Give the records back exactly as written, but without the images.

[Stored data]
· · ·

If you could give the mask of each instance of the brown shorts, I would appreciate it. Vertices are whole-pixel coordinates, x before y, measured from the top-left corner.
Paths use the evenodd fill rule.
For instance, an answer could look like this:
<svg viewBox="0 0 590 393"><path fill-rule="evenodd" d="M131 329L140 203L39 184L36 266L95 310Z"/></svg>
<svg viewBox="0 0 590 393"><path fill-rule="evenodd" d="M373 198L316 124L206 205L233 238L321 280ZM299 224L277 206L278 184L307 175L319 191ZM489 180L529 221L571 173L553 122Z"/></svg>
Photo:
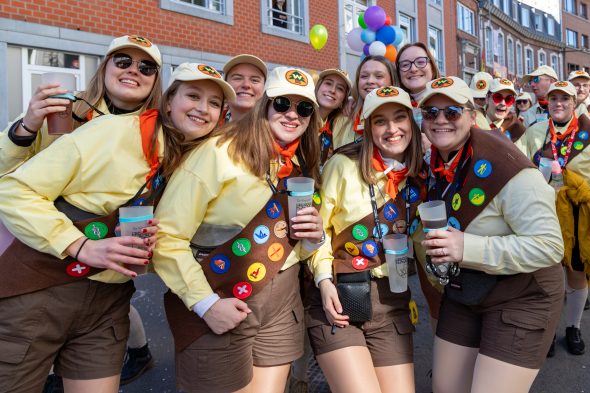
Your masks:
<svg viewBox="0 0 590 393"><path fill-rule="evenodd" d="M120 374L134 291L81 280L0 299L0 392L40 392L52 364L69 379Z"/></svg>
<svg viewBox="0 0 590 393"><path fill-rule="evenodd" d="M410 291L396 294L389 290L389 279L371 280L371 305L373 319L362 324L350 324L336 329L326 319L322 307L320 290L308 291L309 306L306 308L306 322L309 341L315 355L337 349L367 347L373 359L373 366L386 367L412 363L414 350L410 321Z"/></svg>
<svg viewBox="0 0 590 393"><path fill-rule="evenodd" d="M443 297L436 335L520 367L543 365L563 307L563 269L554 265L498 281L477 306Z"/></svg>
<svg viewBox="0 0 590 393"><path fill-rule="evenodd" d="M235 329L207 333L176 354L176 381L187 392L231 392L252 380L252 367L287 364L303 355L303 305L295 265L248 299Z"/></svg>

· · ·

### [Task answer]
If you could give the mask of each instance of the brown shorts, I would appreciate it. Vertices are whole-pixel coordinates, x before y, measured from the top-left corner.
Paths use the evenodd fill rule.
For instance, an answer could look like this:
<svg viewBox="0 0 590 393"><path fill-rule="evenodd" d="M131 329L140 203L39 184L36 266L95 310Z"/></svg>
<svg viewBox="0 0 590 393"><path fill-rule="evenodd" d="M373 198L316 124L206 205L233 238L321 280ZM299 224L277 206L278 184L307 175L319 191ZM489 180L529 221L571 173L553 122Z"/></svg>
Photo:
Your masks:
<svg viewBox="0 0 590 393"><path fill-rule="evenodd" d="M120 374L134 291L81 280L0 299L0 392L40 392L52 364L69 379Z"/></svg>
<svg viewBox="0 0 590 393"><path fill-rule="evenodd" d="M410 291L396 294L389 290L389 279L371 280L371 305L373 319L362 324L350 324L336 329L326 319L322 307L320 290L308 291L309 306L306 308L306 322L309 341L315 355L337 349L367 347L373 359L373 366L386 367L412 363L414 350L410 321Z"/></svg>
<svg viewBox="0 0 590 393"><path fill-rule="evenodd" d="M443 297L436 335L520 367L543 365L563 307L563 269L554 265L498 281L477 306Z"/></svg>
<svg viewBox="0 0 590 393"><path fill-rule="evenodd" d="M235 329L207 333L176 354L176 381L187 392L231 392L252 380L252 367L287 364L303 355L303 305L295 265L248 299Z"/></svg>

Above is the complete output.